Select each line of the material below that contains the string "cherry" and copy those lines in order. Case counts when matching.

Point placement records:

==================================================

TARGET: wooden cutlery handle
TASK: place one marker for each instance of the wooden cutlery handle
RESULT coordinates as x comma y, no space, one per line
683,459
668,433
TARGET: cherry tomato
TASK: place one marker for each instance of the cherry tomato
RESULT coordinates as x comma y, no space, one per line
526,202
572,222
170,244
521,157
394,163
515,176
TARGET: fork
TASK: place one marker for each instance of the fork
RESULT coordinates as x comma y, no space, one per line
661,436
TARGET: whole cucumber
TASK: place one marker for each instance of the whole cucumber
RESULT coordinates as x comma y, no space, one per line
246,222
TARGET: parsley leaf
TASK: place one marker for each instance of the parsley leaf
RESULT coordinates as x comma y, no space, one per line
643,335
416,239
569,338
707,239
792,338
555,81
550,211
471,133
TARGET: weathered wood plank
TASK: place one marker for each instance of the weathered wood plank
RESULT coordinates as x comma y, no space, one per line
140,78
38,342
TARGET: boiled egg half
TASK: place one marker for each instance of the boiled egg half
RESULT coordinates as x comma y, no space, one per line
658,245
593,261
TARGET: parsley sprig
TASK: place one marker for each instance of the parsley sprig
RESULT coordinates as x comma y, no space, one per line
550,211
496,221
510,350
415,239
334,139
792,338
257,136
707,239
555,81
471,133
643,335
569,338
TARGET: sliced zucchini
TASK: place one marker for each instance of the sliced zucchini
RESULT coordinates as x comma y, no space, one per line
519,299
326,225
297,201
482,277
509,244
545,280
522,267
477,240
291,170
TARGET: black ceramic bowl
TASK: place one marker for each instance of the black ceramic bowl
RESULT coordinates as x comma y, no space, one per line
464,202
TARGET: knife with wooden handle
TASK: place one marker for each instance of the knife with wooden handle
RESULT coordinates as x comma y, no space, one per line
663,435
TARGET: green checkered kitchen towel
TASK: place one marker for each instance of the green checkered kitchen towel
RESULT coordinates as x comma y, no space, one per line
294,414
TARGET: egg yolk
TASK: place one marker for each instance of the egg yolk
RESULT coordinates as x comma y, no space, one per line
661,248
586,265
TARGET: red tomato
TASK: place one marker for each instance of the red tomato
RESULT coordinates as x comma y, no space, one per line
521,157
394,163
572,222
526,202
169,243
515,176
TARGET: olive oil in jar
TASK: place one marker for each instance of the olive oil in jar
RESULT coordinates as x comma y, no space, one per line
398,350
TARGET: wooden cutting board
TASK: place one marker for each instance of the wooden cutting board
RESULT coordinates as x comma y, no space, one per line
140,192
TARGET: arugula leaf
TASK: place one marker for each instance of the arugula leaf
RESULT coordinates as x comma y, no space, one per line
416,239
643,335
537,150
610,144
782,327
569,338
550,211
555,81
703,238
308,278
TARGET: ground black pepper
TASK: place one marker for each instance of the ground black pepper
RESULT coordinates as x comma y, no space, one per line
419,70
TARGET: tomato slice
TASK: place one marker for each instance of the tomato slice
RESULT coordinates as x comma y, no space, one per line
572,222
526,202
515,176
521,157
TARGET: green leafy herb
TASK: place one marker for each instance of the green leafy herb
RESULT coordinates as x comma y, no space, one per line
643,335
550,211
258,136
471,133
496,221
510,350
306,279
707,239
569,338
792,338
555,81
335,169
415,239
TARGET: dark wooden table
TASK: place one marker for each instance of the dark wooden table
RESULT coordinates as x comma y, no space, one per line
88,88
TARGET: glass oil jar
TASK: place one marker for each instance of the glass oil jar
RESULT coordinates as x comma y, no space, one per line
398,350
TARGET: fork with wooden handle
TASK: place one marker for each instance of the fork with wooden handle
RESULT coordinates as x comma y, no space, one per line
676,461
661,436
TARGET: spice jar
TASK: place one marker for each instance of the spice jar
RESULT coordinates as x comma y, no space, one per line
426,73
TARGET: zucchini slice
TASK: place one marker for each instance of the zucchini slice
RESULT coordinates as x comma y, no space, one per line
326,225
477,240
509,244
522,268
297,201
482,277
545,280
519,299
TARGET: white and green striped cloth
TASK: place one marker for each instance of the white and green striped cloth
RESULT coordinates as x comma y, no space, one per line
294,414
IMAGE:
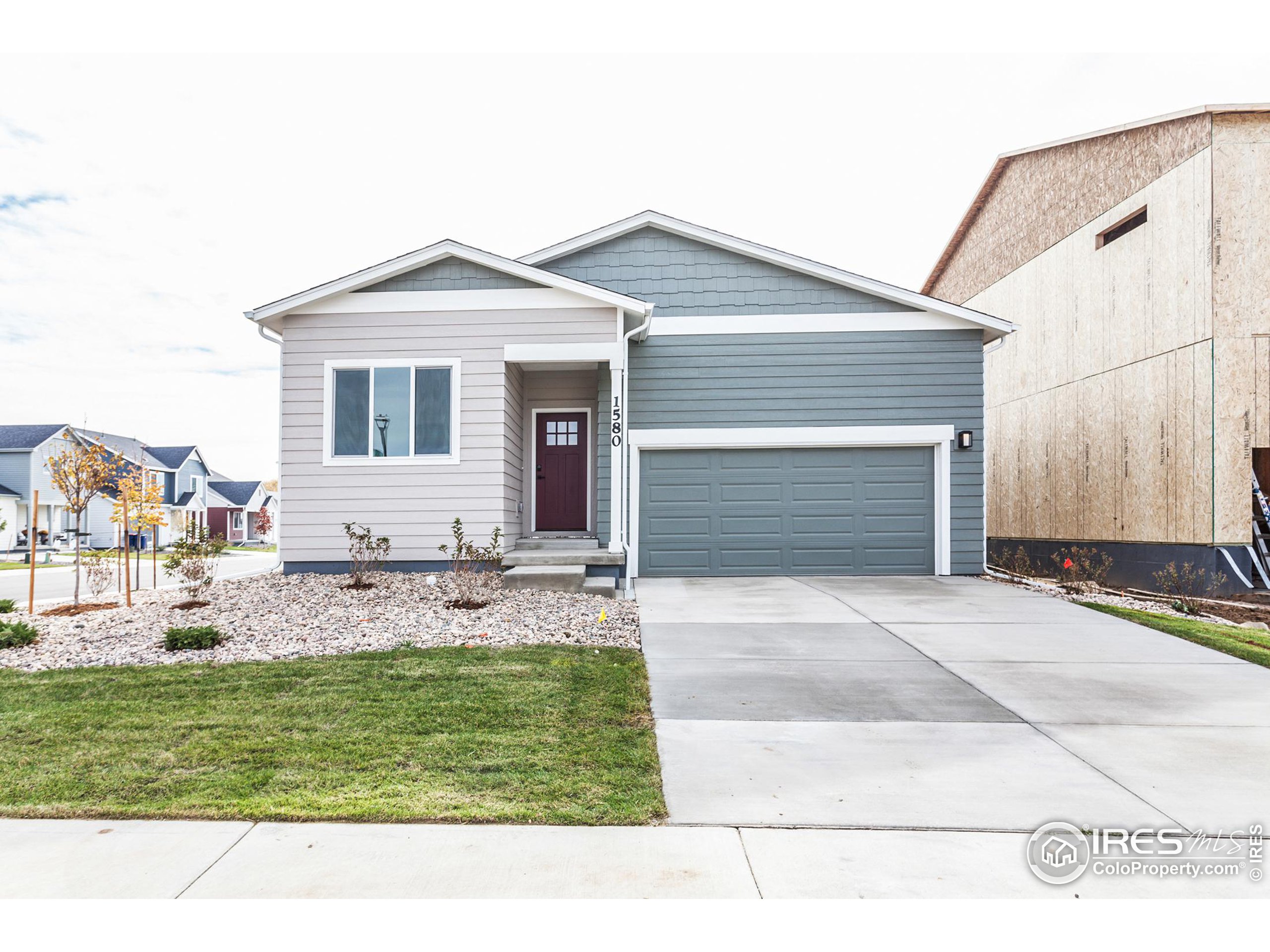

==================================================

■ **THE REPLY**:
TARGET: cherry tomato
TASK: place one marker for each instance of the cherry tomato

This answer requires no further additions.